- **EXERCISE GOAL**:
Set down, without alteration, the lines from the one that contains "[point] white door" through the final line of the material below.
-- Begin AVAILABLE DATA --
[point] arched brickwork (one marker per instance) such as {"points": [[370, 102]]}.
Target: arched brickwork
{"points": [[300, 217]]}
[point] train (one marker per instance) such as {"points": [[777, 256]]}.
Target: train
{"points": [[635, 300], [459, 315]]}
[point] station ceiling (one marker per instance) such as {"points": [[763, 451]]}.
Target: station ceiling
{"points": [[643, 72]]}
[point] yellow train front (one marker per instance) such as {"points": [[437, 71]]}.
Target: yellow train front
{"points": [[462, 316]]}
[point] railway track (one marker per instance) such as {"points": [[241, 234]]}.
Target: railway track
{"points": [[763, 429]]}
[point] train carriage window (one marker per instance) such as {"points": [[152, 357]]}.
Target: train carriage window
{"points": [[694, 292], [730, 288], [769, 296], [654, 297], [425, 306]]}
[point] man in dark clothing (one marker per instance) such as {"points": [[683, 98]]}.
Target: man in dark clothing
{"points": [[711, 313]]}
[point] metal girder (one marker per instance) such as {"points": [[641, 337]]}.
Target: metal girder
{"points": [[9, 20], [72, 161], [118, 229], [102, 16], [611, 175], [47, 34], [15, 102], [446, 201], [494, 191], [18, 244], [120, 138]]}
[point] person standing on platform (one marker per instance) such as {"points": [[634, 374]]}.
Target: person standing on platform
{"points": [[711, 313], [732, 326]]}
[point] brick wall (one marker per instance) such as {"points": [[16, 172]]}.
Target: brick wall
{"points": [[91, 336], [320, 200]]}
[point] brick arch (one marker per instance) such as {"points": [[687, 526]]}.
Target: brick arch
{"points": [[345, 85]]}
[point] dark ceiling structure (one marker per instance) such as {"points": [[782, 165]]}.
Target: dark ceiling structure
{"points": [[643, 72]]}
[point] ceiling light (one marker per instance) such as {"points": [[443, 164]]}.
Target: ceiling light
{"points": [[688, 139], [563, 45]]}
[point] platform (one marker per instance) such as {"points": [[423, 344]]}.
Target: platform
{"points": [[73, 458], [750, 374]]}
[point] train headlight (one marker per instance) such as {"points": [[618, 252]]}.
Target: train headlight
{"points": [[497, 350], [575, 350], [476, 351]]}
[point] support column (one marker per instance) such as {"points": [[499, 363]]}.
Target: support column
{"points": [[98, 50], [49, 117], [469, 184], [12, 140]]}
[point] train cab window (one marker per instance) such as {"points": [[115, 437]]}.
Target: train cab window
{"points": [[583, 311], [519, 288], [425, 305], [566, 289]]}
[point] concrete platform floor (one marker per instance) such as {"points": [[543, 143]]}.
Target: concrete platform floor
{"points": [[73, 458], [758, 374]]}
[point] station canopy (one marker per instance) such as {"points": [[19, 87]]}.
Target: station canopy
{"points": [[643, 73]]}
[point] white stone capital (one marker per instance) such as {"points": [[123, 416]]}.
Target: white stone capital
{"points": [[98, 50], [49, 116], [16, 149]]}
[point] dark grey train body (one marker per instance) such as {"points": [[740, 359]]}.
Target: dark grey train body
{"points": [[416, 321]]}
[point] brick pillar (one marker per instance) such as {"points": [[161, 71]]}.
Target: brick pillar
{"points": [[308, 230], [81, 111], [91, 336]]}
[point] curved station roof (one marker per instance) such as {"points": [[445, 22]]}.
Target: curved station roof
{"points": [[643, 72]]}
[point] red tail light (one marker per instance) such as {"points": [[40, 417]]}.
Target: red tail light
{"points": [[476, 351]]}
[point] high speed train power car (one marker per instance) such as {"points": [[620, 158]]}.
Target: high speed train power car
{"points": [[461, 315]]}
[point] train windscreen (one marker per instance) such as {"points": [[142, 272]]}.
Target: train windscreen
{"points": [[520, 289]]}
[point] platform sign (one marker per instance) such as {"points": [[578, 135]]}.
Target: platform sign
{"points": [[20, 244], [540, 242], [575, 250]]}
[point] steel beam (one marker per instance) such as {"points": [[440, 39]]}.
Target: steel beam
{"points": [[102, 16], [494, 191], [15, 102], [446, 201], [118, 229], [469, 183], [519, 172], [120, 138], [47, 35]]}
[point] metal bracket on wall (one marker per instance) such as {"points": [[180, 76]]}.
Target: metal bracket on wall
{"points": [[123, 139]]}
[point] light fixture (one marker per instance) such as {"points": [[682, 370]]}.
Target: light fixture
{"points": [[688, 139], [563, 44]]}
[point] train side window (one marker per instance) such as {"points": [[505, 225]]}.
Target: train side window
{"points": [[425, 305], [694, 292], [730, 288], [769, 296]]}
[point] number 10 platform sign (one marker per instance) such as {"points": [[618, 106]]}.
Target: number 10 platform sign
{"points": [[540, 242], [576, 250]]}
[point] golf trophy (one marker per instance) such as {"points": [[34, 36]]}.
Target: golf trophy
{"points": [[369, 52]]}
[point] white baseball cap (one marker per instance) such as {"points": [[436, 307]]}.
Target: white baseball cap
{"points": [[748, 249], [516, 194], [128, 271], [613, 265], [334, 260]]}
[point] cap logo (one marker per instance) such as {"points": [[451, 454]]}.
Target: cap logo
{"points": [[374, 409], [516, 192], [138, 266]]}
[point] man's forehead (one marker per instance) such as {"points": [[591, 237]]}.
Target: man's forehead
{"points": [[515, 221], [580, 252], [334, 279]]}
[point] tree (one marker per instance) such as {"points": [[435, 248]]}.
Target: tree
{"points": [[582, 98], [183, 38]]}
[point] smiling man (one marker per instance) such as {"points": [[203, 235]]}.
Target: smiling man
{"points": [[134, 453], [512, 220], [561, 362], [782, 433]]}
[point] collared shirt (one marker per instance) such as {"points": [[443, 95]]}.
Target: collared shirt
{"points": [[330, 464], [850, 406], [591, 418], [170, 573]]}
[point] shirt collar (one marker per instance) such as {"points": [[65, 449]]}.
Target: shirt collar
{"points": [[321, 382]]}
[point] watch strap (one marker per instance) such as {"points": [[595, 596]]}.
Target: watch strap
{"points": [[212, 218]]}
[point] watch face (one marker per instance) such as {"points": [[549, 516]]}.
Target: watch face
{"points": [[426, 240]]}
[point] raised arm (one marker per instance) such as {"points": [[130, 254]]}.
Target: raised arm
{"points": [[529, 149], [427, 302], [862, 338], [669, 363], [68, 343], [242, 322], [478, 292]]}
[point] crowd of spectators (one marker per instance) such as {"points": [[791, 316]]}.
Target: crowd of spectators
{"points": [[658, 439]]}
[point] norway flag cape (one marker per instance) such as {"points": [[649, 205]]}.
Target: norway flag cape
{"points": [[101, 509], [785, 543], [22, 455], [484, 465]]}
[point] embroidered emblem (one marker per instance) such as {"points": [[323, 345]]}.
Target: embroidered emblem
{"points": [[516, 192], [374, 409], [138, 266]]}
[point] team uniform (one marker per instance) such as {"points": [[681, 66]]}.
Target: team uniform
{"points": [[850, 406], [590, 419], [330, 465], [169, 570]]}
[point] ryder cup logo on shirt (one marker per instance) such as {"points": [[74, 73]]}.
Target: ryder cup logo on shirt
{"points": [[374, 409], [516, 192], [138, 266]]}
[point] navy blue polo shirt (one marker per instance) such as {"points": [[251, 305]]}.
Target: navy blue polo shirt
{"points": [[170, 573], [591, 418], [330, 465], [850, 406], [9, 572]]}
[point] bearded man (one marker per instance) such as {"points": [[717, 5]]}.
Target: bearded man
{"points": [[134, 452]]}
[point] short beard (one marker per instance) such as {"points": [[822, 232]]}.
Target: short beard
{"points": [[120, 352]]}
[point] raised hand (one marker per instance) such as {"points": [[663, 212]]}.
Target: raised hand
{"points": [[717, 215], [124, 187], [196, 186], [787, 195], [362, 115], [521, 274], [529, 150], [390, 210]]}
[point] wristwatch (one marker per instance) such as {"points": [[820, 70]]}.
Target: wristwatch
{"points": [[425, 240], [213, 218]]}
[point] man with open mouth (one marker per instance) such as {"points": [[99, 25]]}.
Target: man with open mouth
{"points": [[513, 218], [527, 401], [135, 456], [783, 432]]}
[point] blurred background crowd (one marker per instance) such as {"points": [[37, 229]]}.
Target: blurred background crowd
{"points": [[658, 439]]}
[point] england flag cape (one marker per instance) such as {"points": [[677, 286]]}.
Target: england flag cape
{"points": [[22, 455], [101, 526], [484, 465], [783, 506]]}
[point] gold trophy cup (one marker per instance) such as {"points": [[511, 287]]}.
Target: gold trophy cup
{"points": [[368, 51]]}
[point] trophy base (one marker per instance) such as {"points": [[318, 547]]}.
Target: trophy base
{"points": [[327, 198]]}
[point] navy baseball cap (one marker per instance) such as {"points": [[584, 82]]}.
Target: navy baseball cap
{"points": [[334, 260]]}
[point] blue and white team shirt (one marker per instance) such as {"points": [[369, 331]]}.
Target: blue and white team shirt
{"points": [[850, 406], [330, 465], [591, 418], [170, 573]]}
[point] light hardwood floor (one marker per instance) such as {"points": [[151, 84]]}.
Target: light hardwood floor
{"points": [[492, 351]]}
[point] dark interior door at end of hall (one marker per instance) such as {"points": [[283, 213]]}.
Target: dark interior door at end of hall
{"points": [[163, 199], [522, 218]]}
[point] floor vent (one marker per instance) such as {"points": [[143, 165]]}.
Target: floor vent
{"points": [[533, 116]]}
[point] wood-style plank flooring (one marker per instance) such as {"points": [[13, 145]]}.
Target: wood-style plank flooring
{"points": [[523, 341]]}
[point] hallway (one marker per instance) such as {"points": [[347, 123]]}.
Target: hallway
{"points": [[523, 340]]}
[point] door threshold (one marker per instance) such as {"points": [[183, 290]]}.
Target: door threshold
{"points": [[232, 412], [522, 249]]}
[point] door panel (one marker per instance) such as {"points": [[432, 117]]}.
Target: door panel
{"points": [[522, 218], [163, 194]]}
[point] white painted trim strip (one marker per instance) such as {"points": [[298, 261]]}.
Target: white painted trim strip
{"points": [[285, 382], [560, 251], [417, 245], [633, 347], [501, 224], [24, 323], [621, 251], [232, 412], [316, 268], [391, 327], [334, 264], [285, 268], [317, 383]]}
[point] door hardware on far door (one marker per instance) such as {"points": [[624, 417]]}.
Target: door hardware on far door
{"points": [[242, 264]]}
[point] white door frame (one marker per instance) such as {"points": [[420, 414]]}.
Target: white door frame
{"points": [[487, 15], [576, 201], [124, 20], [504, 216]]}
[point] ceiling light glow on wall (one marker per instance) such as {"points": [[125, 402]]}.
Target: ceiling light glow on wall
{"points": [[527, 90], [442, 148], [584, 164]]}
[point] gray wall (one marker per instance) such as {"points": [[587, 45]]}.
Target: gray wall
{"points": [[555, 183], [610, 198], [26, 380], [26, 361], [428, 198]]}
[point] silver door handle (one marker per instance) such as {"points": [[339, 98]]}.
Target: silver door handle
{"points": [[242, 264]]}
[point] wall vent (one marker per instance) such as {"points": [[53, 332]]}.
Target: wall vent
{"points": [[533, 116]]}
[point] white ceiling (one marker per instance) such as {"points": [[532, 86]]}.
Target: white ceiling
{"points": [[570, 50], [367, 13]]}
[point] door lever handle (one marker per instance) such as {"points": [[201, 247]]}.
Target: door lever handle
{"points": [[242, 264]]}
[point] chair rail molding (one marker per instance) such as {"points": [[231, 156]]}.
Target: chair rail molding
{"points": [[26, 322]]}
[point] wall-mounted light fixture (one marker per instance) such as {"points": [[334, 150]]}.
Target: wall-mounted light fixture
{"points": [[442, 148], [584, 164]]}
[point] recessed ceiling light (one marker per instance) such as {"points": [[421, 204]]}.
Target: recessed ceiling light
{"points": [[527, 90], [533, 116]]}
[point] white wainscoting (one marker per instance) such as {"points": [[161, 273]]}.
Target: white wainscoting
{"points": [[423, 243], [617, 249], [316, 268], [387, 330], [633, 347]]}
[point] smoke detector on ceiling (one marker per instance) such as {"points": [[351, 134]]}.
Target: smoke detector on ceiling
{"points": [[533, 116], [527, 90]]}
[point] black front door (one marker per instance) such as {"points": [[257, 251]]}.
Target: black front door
-- End AVAILABLE DATA --
- **FULL RESPONSE**:
[point] white door frame (one marker per instance) such as {"points": [[420, 414]]}.
Target: white door frame
{"points": [[487, 15], [576, 201], [124, 20], [504, 216]]}
[point] ceiling light glow on wall (one marker per instance) such as {"points": [[125, 402]]}.
Target: ceiling light glow on wall
{"points": [[527, 90], [442, 148], [584, 164]]}
[point] gray wall (one marker per instance) such as {"points": [[587, 45]]}.
Target: gray wall
{"points": [[555, 183], [610, 198], [26, 380], [26, 361], [428, 198]]}
[point] silver door handle (one marker per instance) such as {"points": [[339, 98]]}.
Target: silver door handle
{"points": [[242, 264]]}
[point] wall vent (one marker per instance) such as {"points": [[53, 332]]}.
Target: wall vent
{"points": [[533, 116]]}
[point] white ceiling (one marker per instance) such as {"points": [[532, 86]]}.
Target: white ceiling
{"points": [[570, 50], [367, 13]]}
[point] door lever handle (one marker per instance) such as {"points": [[201, 247]]}.
Target: door lever handle
{"points": [[242, 264]]}
[point] chair rail molding (one marker per instance) such as {"points": [[231, 156]]}.
Target: chair rail molding
{"points": [[26, 322]]}
[point] wall-mounted light fixture (one marker per instance) such as {"points": [[334, 150]]}.
Target: wall-mounted light fixture
{"points": [[442, 148], [584, 164]]}
[point] recessed ceiling light (one marker per instance) such as {"points": [[421, 204]]}.
Target: recessed ceiling light
{"points": [[527, 90], [533, 116]]}
[point] white wainscoting (one marker per instance) such as {"points": [[161, 273]]}.
Target: white wainscoting
{"points": [[423, 243], [617, 249], [316, 268], [387, 330], [633, 347]]}
[point] smoke detector on ceiling (one marker per instance) such as {"points": [[351, 134]]}.
Target: smoke detector on ceiling
{"points": [[533, 116], [527, 90]]}
[point] black front door (one marker per instance) such as {"points": [[257, 251]]}.
Target: black front door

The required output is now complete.